>>>>>

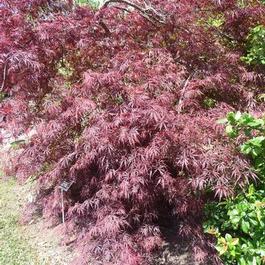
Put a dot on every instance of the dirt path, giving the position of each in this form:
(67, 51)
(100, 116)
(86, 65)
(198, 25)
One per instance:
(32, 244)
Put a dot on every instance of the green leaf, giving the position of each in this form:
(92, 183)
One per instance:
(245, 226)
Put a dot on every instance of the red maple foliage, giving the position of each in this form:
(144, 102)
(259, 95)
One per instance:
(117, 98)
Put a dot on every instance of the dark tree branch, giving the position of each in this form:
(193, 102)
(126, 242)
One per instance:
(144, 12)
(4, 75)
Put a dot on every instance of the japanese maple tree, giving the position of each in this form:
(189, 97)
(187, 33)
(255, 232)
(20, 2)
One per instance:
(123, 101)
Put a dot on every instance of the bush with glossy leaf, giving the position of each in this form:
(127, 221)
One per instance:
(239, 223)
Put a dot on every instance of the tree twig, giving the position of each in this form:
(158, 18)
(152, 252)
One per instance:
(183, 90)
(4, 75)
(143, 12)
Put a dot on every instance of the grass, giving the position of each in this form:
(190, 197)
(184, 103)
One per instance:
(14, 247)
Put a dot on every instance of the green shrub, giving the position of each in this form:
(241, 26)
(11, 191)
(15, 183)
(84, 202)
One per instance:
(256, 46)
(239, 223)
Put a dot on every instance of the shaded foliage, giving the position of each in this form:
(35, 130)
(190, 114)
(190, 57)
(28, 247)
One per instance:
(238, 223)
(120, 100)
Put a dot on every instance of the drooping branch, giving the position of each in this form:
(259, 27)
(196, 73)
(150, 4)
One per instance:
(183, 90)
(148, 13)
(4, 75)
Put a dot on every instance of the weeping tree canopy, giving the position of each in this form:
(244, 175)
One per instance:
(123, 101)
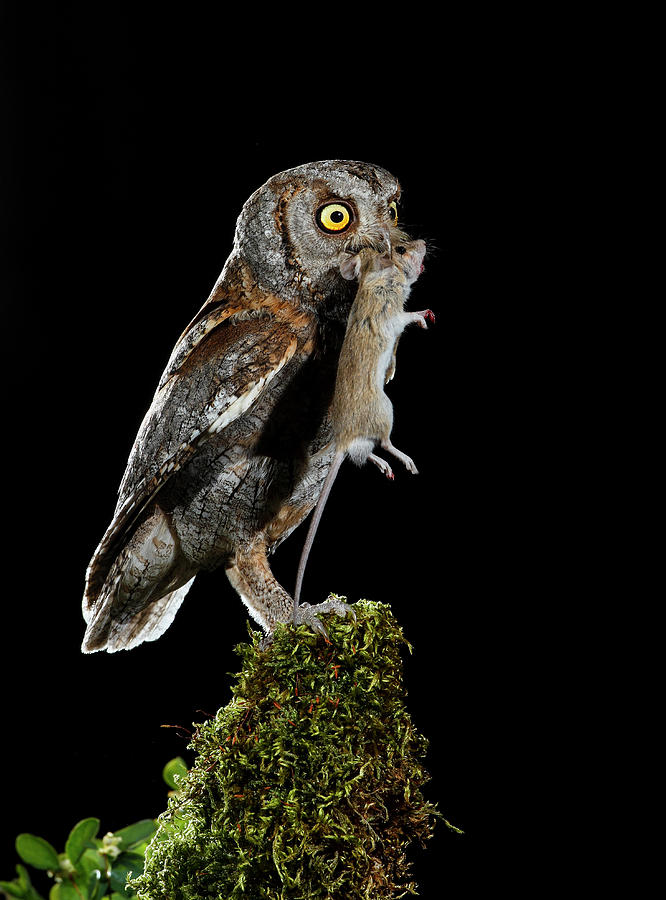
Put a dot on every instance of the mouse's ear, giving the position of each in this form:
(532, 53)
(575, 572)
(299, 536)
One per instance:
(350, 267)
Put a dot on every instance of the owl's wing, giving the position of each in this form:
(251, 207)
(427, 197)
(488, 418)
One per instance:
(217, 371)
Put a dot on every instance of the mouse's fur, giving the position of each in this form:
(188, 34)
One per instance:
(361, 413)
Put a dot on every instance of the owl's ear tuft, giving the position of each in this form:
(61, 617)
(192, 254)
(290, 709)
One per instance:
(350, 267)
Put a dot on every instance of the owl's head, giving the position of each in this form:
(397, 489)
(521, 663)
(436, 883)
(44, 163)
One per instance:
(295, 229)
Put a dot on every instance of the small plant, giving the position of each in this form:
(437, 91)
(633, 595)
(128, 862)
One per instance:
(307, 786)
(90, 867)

<<<<<

> INSTRUCTIONS FOR THE TASK
Give the number of lines in the records where the word "mouse" occurs, and add nothing.

> FINISHED TASK
2